WHAT THIS TASK INVOLVES: In your answer, copy every entry that follows exactly.

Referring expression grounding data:
────────────────────────────────────────

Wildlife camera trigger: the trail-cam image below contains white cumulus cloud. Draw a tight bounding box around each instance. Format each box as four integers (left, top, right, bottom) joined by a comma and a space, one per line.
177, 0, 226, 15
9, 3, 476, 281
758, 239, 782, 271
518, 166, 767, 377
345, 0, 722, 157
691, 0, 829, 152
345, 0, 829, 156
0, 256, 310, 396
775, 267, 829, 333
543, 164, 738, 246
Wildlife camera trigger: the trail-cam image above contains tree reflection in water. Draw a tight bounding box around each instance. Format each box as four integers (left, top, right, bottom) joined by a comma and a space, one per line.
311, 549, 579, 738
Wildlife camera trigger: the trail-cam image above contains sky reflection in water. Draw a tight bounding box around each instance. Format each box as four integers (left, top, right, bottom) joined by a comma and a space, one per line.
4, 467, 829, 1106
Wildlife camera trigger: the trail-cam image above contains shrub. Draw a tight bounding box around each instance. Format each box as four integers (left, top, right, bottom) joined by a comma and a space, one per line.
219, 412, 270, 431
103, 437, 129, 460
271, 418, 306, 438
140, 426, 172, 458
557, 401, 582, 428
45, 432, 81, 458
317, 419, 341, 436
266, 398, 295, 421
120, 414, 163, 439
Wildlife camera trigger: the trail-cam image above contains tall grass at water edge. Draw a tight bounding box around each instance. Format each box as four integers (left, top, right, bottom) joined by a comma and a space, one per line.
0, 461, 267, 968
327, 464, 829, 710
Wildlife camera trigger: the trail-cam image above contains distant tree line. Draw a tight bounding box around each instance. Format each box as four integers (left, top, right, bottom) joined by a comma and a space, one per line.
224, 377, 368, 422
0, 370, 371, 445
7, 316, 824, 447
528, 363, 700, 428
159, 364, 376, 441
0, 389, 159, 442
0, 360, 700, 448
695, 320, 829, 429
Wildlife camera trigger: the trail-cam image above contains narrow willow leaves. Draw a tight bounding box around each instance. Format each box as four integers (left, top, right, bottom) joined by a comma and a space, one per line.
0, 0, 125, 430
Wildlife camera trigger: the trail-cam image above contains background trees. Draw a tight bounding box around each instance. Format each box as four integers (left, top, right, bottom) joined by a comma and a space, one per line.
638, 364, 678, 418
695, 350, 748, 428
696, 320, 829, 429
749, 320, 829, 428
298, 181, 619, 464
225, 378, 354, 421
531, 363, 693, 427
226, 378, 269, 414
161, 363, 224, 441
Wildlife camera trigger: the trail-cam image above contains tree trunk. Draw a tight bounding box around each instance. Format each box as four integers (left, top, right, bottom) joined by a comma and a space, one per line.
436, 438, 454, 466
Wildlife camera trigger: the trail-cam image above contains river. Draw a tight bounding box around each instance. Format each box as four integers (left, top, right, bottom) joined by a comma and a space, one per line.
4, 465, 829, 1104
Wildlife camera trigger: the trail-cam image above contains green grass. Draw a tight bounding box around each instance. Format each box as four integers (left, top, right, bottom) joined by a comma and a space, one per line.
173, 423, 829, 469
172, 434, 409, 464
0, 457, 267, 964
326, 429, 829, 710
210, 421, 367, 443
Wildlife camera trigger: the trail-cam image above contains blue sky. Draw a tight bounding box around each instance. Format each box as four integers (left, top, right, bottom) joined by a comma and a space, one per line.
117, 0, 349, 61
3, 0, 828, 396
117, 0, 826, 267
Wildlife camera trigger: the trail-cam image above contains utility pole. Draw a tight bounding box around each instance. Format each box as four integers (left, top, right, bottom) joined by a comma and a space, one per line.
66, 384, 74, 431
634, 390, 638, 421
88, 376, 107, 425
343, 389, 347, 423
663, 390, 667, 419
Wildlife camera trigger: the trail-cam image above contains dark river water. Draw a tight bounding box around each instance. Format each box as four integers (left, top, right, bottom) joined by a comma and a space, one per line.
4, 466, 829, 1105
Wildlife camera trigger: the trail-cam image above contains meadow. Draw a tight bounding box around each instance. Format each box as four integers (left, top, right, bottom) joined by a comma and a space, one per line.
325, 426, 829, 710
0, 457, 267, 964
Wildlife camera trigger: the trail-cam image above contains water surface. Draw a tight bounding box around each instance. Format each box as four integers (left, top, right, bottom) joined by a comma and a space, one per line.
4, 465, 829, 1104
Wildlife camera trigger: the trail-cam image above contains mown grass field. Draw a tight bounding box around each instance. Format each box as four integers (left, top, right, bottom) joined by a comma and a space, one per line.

────────────────────────────────────────

YOUR SOLUTION:
Wildlife camera trigger: the trail-cam image below contains white cumulus cloud. Draw a tight bounding box around each instance. Format each box as four integers (left, top, right, bottom) joined by a comma and a space, one per line.
177, 0, 226, 15
9, 3, 476, 281
758, 239, 782, 271
518, 166, 767, 377
345, 0, 722, 157
691, 0, 829, 152
345, 0, 829, 156
0, 256, 310, 396
775, 267, 829, 333
543, 164, 738, 246
Wildlife camera trigger: the trail-cam image above contains tree reflection in water. Draw a tight bounding box around each instance. Format each box as four integers (left, top, right, bottom) joined by a comma and a space, one per line.
311, 549, 579, 738
Wildlife camera trigger: the trail-cam image above contains sky reflection in water. Draw a tight bounding box around each instance. Format each box as four integers (left, top, right, bottom) joined by a comma and a space, one per line.
4, 467, 829, 1106
Wildlife camera trigger: the trail-cam image above contains shrub. Draw a tight bounding box around each instance. Format each box as four integers (left, top, right, bottom) joined by a comma and a space, one per line.
219, 412, 270, 431
103, 437, 129, 460
271, 418, 306, 438
140, 426, 172, 458
557, 401, 582, 428
45, 432, 81, 458
317, 419, 341, 436
266, 398, 295, 421
120, 414, 163, 439
Wildlife camera trigger: the trail-cam image above contains tall grass at water edge. Draw a tight bounding box around each instance. Format each box as four integers (left, top, right, bottom) joined by a comma and a space, one per line.
0, 461, 267, 968
327, 464, 829, 710
Wildlife camera trigger: the trail-cam image above contains distant tree line. Draw a tight bounding box around each instance. Format each box as four integers (left, top, right, bottom) joined by a comma and a space, one per line.
224, 377, 368, 422
0, 370, 371, 445
7, 316, 824, 447
528, 363, 700, 428
159, 364, 376, 441
0, 389, 159, 442
0, 360, 700, 448
695, 320, 829, 429
Wildlife camera trigger: the trail-cam image above contains narrow willow leaves. Draw a tight bounding box around each instance. Format each box as four integers (left, top, right, bottom) joined by a comma and a space, one per line.
0, 0, 125, 430
Wildlife camera trigger: the trail-cam image above contains background trees. Draw a tight bounding box around each instance. Format each box as four integers (left, top, right, bottom) joined by a comma and a space, one per line.
638, 364, 678, 418
695, 350, 748, 428
696, 320, 829, 429
749, 320, 829, 428
298, 181, 619, 464
225, 378, 354, 421
531, 363, 693, 427
226, 378, 269, 414
161, 363, 224, 441
Wildlife camera trigger: the trail-cam image above contains tree trunk. Draw a tight bounding box around each instance. Format each box as four integers (left, top, right, bottom) joined by a comma and a space, one per line.
436, 438, 454, 466
Wildlife camera trigger: the trail-cam image above contains river. Draw a tight bounding box around each instance. Format each box as four integers (left, top, right, bottom) joined by a comma and a space, one per line.
4, 465, 829, 1104
Wildlife camera trigger: the trail-cam image above contains green grass. Draw a tight bounding box around each instance. Format each box as four integers (left, top, right, bottom) joined by a comma and a space, one per line.
173, 423, 829, 469
172, 434, 409, 464
0, 457, 267, 964
326, 429, 829, 710
210, 421, 367, 443
Wildlife camera trigger: the trail-cam image above contains blue sky. Draw a tight bounding box around each instance. Format each box as four integers (left, top, right, bottom) joined by a comma and a space, one per line.
117, 0, 349, 61
3, 0, 828, 396
117, 0, 826, 267
Wildlife camera trigger: the trail-cam image above contains utility pole. Draw a tight bounding box around each instance. Format each box as four integers (left, top, right, bottom) joined by a comma and a space, one per line.
66, 384, 74, 431
634, 390, 638, 421
88, 376, 107, 425
343, 389, 347, 423
663, 390, 667, 419
Wildlife camera trigger: the trail-cam image above contains dark river water. Draw a tight bounding box around each instance. Format each box as four integers (left, top, right, bottom) joined by a comma and a space, one per line.
4, 466, 829, 1105
Wildlife camera trigger: the trail-cam image above contains meadow. Draw a tight bounding box around each instance. Format each box as four integers (left, top, right, bottom) joined by a comma and a space, one per line.
325, 426, 829, 710
0, 457, 267, 964
Wildlife camera trigger: the trail-cam image above contains water surface. Draw a tight bounding box around each instance. Format each box as four integers (left, top, right, bottom) joined by a comma and a space, one per line.
4, 465, 829, 1104
Wildlife camera trigger: the trail-cam image above contains mown grass field. Draw a tight bounding box around each instance. Format each box as four integers (left, top, right, bottom) joined by a comma and a space, one per line.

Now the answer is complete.